(Items from a labeling collection)
★ ★ ★
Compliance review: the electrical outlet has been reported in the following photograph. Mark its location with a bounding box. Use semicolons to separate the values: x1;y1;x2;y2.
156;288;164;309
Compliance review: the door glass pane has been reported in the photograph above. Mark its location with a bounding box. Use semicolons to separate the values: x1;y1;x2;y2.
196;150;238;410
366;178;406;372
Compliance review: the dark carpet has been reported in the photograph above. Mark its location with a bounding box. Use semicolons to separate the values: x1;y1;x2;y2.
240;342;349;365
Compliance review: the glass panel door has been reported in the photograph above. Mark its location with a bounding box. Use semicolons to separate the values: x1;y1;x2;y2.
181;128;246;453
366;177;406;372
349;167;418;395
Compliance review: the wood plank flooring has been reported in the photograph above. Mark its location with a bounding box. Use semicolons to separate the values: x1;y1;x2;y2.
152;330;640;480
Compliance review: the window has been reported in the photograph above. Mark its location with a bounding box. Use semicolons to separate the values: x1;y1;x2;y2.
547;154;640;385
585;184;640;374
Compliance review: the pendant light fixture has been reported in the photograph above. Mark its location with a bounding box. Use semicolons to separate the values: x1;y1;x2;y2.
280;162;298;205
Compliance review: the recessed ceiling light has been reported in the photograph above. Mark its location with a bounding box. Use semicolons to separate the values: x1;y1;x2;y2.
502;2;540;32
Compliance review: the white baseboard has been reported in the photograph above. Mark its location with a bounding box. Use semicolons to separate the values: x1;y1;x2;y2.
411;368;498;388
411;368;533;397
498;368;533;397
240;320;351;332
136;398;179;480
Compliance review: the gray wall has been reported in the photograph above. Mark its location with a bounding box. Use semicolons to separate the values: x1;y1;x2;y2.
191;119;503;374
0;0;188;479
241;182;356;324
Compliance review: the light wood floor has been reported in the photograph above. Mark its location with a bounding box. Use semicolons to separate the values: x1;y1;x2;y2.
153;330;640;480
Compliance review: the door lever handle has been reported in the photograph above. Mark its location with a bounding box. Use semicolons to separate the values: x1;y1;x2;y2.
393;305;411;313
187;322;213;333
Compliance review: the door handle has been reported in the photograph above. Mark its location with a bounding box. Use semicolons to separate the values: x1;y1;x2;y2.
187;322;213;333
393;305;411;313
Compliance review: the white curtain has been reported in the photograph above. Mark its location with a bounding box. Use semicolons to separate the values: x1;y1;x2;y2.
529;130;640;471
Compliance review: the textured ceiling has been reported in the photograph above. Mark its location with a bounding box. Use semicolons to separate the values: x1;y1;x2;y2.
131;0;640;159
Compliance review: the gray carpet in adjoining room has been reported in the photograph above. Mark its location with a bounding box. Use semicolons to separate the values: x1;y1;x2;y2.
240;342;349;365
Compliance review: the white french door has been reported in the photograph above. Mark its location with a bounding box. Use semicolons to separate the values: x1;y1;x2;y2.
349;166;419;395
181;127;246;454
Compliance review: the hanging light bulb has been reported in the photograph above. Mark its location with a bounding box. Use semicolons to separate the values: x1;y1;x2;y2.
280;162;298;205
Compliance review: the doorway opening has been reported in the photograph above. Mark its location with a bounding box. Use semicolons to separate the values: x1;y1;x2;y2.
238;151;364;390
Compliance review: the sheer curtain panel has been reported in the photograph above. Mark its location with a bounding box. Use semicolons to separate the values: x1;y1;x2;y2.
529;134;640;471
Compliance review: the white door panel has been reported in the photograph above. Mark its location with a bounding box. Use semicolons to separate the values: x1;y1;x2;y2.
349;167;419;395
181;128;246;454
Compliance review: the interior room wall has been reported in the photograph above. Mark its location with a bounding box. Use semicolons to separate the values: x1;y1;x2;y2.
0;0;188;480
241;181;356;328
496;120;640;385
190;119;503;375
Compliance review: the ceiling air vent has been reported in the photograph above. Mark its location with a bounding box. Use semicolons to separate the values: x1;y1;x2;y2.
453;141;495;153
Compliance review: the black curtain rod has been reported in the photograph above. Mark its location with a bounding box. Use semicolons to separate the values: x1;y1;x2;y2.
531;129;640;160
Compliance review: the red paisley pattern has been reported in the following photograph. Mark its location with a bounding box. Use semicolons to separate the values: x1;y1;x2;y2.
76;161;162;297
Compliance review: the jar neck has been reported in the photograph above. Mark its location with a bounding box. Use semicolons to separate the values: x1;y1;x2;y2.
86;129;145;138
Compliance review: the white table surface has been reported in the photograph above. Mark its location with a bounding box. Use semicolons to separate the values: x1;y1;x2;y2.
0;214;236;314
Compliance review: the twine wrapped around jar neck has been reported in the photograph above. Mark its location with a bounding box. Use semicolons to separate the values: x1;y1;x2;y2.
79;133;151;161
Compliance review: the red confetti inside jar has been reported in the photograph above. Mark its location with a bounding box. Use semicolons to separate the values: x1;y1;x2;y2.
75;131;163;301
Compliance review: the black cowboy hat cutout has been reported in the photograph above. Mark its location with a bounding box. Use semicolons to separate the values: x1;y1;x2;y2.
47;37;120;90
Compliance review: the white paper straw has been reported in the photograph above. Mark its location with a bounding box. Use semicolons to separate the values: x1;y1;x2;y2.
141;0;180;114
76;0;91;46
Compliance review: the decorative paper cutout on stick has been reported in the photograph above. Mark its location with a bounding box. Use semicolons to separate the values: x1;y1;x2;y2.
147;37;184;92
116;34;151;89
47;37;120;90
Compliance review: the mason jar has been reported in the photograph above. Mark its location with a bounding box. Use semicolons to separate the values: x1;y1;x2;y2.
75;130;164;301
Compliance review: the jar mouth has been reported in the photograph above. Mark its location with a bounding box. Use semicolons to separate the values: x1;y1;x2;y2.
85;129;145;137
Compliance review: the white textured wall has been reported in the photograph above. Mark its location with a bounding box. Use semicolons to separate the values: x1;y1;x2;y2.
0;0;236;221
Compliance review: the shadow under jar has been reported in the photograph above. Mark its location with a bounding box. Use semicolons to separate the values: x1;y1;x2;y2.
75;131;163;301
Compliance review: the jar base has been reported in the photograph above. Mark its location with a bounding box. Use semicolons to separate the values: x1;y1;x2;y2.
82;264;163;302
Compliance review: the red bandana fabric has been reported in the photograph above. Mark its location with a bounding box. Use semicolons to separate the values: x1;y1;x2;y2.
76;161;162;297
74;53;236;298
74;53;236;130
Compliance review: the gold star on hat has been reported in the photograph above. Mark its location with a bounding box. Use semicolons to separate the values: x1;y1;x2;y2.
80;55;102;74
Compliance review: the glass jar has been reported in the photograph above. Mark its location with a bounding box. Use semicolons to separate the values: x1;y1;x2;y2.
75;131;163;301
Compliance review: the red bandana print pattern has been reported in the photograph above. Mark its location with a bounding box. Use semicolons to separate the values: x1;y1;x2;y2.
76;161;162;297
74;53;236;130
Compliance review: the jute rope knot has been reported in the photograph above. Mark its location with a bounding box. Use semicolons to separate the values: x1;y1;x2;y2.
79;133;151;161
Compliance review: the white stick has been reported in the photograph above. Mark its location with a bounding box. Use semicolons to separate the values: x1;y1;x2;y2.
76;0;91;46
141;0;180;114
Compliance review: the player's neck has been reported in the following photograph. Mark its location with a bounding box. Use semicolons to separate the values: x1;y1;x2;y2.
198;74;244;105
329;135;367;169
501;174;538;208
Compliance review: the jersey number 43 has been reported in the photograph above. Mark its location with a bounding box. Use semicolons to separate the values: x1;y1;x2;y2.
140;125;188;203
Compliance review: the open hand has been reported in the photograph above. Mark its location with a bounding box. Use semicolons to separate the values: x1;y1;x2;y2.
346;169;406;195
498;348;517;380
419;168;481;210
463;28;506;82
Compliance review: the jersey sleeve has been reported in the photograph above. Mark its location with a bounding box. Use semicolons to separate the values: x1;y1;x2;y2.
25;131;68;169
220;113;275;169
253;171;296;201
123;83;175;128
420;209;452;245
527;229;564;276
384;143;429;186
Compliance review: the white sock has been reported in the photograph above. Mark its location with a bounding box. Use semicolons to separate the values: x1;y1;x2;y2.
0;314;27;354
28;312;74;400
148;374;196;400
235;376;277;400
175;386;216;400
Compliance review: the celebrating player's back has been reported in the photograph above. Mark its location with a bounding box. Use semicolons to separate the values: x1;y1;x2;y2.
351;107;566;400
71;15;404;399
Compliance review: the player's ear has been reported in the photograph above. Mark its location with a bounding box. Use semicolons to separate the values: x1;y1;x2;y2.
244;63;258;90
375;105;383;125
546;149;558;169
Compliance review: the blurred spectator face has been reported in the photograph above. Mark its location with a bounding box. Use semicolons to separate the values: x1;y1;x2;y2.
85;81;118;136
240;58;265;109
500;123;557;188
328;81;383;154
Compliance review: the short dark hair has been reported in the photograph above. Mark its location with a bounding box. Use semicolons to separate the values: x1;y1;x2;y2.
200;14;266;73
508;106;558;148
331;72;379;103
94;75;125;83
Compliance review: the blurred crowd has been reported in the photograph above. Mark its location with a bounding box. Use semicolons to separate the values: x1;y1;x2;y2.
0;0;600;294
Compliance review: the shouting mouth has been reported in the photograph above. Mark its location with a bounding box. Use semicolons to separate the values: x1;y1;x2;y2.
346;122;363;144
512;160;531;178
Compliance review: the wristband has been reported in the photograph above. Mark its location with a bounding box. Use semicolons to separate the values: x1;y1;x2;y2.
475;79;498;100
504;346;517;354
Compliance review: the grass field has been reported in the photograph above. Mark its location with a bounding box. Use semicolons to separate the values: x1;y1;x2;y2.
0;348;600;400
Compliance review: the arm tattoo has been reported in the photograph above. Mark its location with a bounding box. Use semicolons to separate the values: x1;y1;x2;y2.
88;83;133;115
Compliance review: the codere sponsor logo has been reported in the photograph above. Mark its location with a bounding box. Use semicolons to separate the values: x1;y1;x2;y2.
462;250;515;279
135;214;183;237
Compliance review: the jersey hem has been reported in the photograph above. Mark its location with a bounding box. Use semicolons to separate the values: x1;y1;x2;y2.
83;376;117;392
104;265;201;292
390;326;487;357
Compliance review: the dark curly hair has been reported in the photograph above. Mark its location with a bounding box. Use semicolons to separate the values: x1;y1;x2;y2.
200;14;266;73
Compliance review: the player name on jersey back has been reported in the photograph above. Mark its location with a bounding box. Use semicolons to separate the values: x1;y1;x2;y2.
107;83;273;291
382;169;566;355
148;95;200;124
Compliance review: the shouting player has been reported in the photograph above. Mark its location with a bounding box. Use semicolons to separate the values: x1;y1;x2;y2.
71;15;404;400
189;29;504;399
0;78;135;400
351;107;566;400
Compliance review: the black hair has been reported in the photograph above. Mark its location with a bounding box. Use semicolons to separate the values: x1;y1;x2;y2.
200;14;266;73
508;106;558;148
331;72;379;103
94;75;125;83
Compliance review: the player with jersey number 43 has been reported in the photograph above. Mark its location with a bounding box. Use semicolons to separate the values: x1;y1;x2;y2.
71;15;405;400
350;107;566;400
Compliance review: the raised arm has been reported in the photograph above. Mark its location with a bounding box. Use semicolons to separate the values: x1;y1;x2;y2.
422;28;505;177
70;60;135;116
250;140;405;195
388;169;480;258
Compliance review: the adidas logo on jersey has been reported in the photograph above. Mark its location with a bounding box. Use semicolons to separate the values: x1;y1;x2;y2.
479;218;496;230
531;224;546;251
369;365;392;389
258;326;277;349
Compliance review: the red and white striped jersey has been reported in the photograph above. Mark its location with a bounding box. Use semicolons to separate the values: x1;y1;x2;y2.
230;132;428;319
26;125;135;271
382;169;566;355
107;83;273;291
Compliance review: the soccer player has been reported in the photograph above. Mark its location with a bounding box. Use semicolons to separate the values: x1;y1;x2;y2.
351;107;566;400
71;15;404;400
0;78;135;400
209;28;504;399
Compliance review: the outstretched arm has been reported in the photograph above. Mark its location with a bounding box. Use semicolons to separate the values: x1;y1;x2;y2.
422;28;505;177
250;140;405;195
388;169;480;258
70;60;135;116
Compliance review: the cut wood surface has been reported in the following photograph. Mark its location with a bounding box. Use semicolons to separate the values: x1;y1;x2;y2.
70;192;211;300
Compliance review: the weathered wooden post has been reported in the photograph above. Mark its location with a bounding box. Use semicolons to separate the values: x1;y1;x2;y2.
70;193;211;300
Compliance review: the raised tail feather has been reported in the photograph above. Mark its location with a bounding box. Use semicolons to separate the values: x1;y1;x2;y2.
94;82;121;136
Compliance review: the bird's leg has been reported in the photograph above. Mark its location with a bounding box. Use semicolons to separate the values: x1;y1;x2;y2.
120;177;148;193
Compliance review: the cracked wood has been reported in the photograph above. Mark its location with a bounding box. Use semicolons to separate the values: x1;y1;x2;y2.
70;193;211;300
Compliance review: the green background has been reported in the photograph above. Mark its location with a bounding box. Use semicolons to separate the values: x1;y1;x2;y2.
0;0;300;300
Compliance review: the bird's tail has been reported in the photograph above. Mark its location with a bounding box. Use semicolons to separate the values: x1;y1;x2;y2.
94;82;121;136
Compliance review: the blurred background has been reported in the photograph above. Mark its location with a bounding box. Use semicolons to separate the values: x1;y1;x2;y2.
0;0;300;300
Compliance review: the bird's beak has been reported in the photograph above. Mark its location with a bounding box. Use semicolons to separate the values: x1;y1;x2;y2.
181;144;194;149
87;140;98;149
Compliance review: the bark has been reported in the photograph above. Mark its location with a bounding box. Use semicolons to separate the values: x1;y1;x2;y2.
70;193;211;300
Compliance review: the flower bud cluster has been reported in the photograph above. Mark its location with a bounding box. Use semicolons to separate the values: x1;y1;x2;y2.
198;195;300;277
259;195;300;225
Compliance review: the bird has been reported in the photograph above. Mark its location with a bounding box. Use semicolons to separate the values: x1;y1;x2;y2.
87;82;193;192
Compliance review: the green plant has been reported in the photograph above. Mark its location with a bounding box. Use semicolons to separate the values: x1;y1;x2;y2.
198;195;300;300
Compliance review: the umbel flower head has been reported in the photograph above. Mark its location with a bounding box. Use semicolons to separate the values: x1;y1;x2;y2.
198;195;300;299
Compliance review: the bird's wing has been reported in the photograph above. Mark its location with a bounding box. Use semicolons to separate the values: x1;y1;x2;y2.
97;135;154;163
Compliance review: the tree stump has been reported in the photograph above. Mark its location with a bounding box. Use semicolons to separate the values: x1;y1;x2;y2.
★ ★ ★
Challenge
Reproduce verbatim the stretch of the material from the line containing "Compliance review: the player name" through the line containing "209;28;504;399", including both of those lines.

Solution
Compliance review: the player name on jersey back has been reported in the photograph above. Mark its location with a bounding box. Use semicolons to separate the values: x1;y1;x2;y2.
107;83;273;291
382;169;566;355
148;95;200;124
Compliance review: the shouting player has been reported in the photograph above. Mark its location with a bounding box. Use semicolons to separate the values: x1;y1;x2;y2.
71;15;404;400
189;29;504;399
0;78;135;400
351;107;566;400
Compliance review: the black hair has been reported in the photograph above. Mark its location with a bounding box. Use semicolons to separate the values: x1;y1;x2;y2.
200;14;266;73
508;106;558;148
331;72;379;103
94;75;125;83
Compliance review: the player with jersey number 43 has been reported in the photograph above. Mark its location with a bounding box. Use semicolons to separate the values: x1;y1;x2;y2.
71;15;405;400
350;107;566;400
Compliance review: the raised arm has been reported in the photograph above. Mark its location with a bounding box. Use semicolons to separate the values: x1;y1;x2;y2.
422;28;505;177
70;60;135;116
250;140;405;195
388;169;480;258
Compliance review: the adidas logo on jersey has been reported in the photograph above. Mark its location with a bounding box. Use semicolons to separate the values: x1;y1;x2;y2.
479;218;496;230
531;224;546;251
369;365;392;389
258;326;277;349
Compliance review: the red and white striped jersey has been reported in the photograph above. Mark its location with a bounding box. Use semicolons to separate the values: x1;y1;x2;y2.
230;132;428;319
26;125;135;271
382;169;566;355
107;83;273;291
Compliance review: the soccer player has been reported in the photograph above. Mark its location with a bounding box. Use semicolons to separate the values: x1;y1;x2;y2.
351;107;566;400
71;15;404;400
0;78;135;400
209;28;504;399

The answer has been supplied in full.